___ Data rows ___

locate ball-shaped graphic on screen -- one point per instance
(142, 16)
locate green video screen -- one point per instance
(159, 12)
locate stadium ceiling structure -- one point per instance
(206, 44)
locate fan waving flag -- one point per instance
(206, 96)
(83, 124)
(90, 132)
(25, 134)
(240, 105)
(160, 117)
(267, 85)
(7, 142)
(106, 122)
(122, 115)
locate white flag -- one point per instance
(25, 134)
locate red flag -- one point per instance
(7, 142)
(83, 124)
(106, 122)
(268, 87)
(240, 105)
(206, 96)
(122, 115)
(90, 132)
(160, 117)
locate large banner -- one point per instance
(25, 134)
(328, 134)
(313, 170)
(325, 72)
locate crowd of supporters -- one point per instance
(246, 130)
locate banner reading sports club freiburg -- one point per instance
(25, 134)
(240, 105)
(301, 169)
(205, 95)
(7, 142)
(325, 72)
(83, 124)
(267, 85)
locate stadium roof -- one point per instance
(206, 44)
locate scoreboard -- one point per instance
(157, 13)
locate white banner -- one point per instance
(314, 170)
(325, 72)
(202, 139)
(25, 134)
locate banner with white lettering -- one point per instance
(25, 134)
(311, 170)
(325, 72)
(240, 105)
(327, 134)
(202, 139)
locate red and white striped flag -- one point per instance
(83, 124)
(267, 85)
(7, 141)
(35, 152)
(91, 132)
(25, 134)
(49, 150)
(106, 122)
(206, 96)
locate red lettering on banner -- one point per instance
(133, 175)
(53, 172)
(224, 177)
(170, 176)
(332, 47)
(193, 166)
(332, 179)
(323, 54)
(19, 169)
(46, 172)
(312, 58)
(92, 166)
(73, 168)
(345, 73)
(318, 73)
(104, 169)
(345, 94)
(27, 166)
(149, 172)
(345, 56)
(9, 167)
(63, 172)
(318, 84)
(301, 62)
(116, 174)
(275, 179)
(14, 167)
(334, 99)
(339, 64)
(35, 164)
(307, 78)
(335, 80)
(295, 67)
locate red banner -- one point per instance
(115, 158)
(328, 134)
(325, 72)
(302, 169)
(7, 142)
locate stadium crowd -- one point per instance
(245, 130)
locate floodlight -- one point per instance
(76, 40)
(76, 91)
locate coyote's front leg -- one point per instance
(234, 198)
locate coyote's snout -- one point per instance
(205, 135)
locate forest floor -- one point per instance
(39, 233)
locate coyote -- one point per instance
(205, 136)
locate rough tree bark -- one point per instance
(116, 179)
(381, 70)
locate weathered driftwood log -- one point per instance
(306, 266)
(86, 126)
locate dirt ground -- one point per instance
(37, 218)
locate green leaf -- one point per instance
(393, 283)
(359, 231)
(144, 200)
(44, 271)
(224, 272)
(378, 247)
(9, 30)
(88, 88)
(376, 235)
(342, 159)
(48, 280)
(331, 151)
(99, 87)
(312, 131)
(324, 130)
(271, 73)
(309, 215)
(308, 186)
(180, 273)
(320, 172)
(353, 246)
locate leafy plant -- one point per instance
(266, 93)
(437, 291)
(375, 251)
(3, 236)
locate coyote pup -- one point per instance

___

▸ **Exercise objective**
Reproduce verbatim the part of the records that opens with the line containing "locate weathered driftwood" and continues through the end of the records, including both of those ends.

▸ **Result below**
locate weathered driftwood log -- one point per instance
(306, 266)
(86, 126)
locate dirt ground -- one point per instance
(37, 218)
locate green leaf -- one point per instance
(393, 283)
(359, 231)
(144, 200)
(44, 271)
(224, 272)
(378, 247)
(9, 30)
(88, 88)
(376, 235)
(342, 159)
(48, 280)
(331, 151)
(99, 87)
(312, 131)
(324, 130)
(271, 73)
(309, 215)
(308, 186)
(180, 273)
(320, 172)
(353, 246)
locate leafy plant -- one point per instance
(266, 93)
(437, 291)
(375, 251)
(3, 236)
locate coyote pup -- one point per instance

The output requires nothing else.